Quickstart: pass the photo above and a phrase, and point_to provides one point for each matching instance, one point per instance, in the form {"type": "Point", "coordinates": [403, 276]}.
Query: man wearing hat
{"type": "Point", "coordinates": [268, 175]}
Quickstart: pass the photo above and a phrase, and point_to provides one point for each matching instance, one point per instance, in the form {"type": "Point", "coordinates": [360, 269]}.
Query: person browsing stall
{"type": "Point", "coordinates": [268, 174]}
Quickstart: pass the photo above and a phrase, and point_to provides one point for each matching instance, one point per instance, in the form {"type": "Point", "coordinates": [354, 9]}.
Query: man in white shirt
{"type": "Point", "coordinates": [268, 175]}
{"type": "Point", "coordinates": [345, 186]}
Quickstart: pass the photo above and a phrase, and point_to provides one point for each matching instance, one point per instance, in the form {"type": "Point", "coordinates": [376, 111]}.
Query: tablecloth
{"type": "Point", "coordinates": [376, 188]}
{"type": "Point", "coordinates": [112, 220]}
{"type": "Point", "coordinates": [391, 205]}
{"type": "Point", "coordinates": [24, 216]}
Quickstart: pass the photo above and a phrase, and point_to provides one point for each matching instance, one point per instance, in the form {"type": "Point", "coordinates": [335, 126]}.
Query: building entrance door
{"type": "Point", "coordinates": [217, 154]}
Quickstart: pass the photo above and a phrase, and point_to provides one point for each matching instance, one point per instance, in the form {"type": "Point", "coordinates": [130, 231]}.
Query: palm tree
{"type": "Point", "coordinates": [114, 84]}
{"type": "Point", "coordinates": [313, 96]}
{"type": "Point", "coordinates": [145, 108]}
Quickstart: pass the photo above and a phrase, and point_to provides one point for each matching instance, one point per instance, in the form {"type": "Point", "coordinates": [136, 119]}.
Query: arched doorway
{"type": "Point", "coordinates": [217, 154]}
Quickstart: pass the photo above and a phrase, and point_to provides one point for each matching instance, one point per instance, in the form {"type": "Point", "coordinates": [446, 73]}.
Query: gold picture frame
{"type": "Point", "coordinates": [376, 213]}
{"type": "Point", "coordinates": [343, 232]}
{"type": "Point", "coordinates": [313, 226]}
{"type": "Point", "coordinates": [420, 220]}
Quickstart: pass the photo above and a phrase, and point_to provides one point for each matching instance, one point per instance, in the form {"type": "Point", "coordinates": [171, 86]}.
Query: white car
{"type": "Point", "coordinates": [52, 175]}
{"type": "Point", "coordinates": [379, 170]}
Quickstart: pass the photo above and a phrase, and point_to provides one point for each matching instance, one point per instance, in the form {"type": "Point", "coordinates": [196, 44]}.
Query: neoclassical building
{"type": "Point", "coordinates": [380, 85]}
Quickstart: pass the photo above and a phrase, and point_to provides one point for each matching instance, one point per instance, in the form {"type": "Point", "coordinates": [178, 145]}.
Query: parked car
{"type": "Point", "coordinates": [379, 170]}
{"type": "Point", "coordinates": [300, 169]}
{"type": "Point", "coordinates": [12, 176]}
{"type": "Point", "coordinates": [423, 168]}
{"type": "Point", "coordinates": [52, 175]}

■ ■ ■ ■ ■ ■ ■

**TASK TO CARRY OUT:** Reproduce every line above without error.

**COMPLETED EXERCISE:**
Quickstart: pass the photo above and a phrase, and point_to provides one point for each matching instance, one point per instance, in the form {"type": "Point", "coordinates": [403, 276]}.
Query: man wearing hat
{"type": "Point", "coordinates": [268, 175]}
Quickstart: pass the photo above and a phrase, and point_to provides one point for each matching instance, one point per instance, in the form {"type": "Point", "coordinates": [360, 269]}.
Query: person browsing stall
{"type": "Point", "coordinates": [268, 174]}
Quickstart: pass the photo above and a phrase, and point_to provides one point for each matching instance, one point per instance, in the form {"type": "Point", "coordinates": [354, 9]}.
Query: man in white shirt
{"type": "Point", "coordinates": [268, 175]}
{"type": "Point", "coordinates": [345, 186]}
Quickstart: pass the photo above and a phrase, and point_to provides one point for each matching instance, one point per instance, in the form {"type": "Point", "coordinates": [376, 111]}.
Query: tablecloth
{"type": "Point", "coordinates": [376, 188]}
{"type": "Point", "coordinates": [112, 220]}
{"type": "Point", "coordinates": [391, 205]}
{"type": "Point", "coordinates": [24, 216]}
Quickstart: pass the photo above and a phrase, and point_to provides one point for each matching instance, one point per instance, in the form {"type": "Point", "coordinates": [335, 126]}.
Query: building entrance door
{"type": "Point", "coordinates": [217, 154]}
Quickstart: pass the photo above and a phrase, and point_to provides one point for each matching instance, one point per instance, in the form {"type": "Point", "coordinates": [130, 231]}.
Query: palm tree
{"type": "Point", "coordinates": [114, 84]}
{"type": "Point", "coordinates": [313, 96]}
{"type": "Point", "coordinates": [145, 108]}
Quickstart: pass the photo above and a phrase, and point_to provides one point for each matching instance, one point per instance, in the form {"type": "Point", "coordinates": [136, 119]}.
Query: arched doorway
{"type": "Point", "coordinates": [217, 154]}
Quickstart: pass the photo above and a phrase, and point_to provides one point for each matching instance, one point per instance, in the form {"type": "Point", "coordinates": [446, 73]}.
Query: gold picture frame
{"type": "Point", "coordinates": [376, 213]}
{"type": "Point", "coordinates": [343, 232]}
{"type": "Point", "coordinates": [313, 226]}
{"type": "Point", "coordinates": [420, 220]}
Quickstart: pass the photo above and a phrase, and point_to provides one point for each matching instance, one point per instance, in the form {"type": "Point", "coordinates": [171, 86]}.
Query: white car
{"type": "Point", "coordinates": [52, 175]}
{"type": "Point", "coordinates": [379, 170]}
Quickstart: pass the photo above and a phrase, and point_to provides one point for each matching instance, one point per instance, in the form {"type": "Point", "coordinates": [196, 44]}.
Query: neoclassical building
{"type": "Point", "coordinates": [380, 85]}
Quickstart: pass the photo above and a phrase, and point_to provides one point for each matching instance, one point per instance, in the form {"type": "Point", "coordinates": [178, 145]}.
Query: parked car
{"type": "Point", "coordinates": [379, 170]}
{"type": "Point", "coordinates": [300, 169]}
{"type": "Point", "coordinates": [12, 176]}
{"type": "Point", "coordinates": [423, 168]}
{"type": "Point", "coordinates": [52, 175]}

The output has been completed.